* START SOURCE DATA *

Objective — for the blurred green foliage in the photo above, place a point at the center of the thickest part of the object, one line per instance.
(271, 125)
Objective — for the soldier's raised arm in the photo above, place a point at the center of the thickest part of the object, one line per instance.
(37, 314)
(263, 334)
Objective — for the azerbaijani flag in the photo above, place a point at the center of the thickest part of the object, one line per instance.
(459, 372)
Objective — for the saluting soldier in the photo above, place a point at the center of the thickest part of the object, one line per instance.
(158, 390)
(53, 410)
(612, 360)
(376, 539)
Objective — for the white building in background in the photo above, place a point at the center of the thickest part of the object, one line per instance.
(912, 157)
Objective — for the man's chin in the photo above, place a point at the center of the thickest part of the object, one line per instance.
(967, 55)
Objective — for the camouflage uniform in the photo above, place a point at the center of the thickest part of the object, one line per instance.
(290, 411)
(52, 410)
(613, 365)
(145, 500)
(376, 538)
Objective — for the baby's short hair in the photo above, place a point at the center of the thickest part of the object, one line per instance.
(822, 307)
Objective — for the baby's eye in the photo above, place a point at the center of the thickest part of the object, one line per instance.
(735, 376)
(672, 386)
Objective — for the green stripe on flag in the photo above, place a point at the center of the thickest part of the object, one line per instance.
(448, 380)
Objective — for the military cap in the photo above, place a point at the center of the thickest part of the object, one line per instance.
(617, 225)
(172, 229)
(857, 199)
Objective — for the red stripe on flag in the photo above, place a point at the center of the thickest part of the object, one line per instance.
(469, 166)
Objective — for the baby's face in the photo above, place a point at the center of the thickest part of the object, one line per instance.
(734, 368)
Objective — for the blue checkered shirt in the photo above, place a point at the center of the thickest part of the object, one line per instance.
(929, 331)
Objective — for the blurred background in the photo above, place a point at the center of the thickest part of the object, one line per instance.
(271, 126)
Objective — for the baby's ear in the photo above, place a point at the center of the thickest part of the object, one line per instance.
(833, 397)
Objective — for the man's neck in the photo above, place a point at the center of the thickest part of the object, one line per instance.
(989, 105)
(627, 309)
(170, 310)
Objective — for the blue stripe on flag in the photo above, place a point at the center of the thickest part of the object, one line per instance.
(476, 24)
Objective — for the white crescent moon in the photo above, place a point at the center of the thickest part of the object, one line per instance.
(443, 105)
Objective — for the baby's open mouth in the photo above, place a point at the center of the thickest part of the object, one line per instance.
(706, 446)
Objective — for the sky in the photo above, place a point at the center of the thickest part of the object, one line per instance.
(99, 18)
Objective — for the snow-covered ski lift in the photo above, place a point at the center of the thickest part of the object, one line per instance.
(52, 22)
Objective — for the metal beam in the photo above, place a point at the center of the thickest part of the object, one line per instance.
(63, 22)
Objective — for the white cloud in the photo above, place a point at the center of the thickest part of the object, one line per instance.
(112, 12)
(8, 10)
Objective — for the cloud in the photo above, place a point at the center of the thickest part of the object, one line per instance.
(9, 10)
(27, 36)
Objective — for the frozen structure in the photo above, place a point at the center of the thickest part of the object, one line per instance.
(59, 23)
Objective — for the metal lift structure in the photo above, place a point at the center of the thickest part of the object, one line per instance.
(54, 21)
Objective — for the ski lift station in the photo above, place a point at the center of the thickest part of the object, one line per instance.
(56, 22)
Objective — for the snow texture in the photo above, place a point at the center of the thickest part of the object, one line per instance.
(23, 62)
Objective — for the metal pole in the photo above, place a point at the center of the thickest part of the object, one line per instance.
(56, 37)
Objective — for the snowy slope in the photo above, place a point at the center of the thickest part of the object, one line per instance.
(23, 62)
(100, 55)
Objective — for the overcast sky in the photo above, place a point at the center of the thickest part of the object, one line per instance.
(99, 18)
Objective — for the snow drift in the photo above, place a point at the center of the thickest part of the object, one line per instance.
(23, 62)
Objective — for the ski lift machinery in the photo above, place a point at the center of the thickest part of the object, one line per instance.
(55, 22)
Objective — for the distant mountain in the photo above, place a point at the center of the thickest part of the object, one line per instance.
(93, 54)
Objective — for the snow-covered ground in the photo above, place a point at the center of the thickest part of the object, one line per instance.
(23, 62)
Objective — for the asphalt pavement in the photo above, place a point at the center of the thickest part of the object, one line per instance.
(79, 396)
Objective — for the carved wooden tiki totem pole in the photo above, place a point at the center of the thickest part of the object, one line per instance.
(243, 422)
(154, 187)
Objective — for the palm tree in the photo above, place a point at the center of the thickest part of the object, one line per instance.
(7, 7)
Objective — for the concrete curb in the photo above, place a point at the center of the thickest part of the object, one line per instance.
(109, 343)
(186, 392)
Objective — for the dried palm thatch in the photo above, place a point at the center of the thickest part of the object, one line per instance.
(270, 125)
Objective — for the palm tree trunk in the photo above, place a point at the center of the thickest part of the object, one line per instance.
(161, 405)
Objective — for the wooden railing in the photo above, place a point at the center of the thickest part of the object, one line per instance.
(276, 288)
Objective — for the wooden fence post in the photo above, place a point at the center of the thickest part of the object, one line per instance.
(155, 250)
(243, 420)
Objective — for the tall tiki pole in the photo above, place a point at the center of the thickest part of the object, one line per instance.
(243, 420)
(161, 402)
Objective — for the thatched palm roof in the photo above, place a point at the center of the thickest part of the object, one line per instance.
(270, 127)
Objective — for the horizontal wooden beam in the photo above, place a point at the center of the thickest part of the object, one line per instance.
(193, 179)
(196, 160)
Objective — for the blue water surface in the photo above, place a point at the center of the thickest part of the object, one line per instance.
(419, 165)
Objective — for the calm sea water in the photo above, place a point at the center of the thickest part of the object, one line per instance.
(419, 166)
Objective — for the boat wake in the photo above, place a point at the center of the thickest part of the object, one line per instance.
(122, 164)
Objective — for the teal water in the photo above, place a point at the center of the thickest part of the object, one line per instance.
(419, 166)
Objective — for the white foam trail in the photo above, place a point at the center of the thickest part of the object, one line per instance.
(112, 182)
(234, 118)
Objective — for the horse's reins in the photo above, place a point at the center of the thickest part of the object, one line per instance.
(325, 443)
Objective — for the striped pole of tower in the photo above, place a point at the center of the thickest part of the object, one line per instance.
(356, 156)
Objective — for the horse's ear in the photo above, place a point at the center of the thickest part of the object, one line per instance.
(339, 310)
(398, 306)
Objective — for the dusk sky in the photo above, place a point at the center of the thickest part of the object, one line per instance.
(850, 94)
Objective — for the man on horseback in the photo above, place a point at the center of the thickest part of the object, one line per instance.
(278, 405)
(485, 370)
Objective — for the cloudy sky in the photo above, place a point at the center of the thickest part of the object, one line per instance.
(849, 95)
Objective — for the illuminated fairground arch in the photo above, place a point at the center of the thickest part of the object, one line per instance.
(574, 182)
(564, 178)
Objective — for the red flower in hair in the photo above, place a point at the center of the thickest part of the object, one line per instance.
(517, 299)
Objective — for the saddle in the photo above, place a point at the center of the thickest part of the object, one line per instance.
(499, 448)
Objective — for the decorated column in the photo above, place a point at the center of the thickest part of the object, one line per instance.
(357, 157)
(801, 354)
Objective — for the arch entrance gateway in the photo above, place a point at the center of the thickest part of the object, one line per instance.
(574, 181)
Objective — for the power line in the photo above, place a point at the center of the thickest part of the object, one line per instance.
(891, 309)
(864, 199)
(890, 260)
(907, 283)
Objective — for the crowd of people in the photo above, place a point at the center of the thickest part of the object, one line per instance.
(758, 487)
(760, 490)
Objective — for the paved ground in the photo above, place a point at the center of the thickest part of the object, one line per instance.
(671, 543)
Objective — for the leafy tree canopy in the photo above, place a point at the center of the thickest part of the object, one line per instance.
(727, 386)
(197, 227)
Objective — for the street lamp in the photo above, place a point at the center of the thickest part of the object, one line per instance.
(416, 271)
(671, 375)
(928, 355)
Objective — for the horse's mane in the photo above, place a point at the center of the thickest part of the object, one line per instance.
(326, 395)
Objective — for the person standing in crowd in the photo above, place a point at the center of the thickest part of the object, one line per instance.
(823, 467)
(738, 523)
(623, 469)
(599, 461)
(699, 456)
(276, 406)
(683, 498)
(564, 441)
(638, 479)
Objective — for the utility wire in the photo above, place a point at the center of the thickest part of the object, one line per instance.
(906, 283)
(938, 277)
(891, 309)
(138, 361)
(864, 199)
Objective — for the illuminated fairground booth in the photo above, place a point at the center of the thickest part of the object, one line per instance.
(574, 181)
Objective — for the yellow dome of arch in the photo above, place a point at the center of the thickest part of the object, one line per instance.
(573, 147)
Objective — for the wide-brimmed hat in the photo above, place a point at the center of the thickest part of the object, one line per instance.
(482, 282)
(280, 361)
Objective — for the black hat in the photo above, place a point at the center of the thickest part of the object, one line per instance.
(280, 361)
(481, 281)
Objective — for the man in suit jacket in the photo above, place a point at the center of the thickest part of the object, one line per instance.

* END SOURCE DATA *

> [AIM] Lines from the one containing "Objective — for the horse's mane" through the final line are to be given again verbatim, with nothing before or after.

> [TASK SOLUTION]
Objective — for the horse's mane in the photo above, place a point at the center of the thickest part of the object, one line per instance.
(326, 395)
Objective — for the person standing in crowd in the photo above, place a point at the center of the thickest part of the object, one line per instance.
(823, 467)
(738, 523)
(623, 469)
(599, 461)
(699, 456)
(276, 406)
(683, 498)
(564, 441)
(638, 479)
Objective — for the utility wire in the photo above, place a point at the center of the thickest part of the object, one line per instance.
(906, 283)
(938, 277)
(891, 309)
(138, 361)
(864, 199)
Objective — for the illuminated fairground booth in the photo above, place a point at the center of the thickest part of the object, one line per instance.
(574, 181)
Objective — for the yellow dome of arch in the photo above, place a point at the center of the thickest part of the object, one line per instance.
(573, 147)
Objective — for the wide-brimmed hat in the photo above, place a point at the center of the thickest part of the object, one line per instance.
(482, 282)
(280, 361)
Objective — for the black hat in the photo above, place a point at the center of the thickest part of the object, one line per instance.
(280, 361)
(481, 281)
Objective — for the man in suit jacket in the photo above, place a point at the center of the thickest part of the object, one line per instance.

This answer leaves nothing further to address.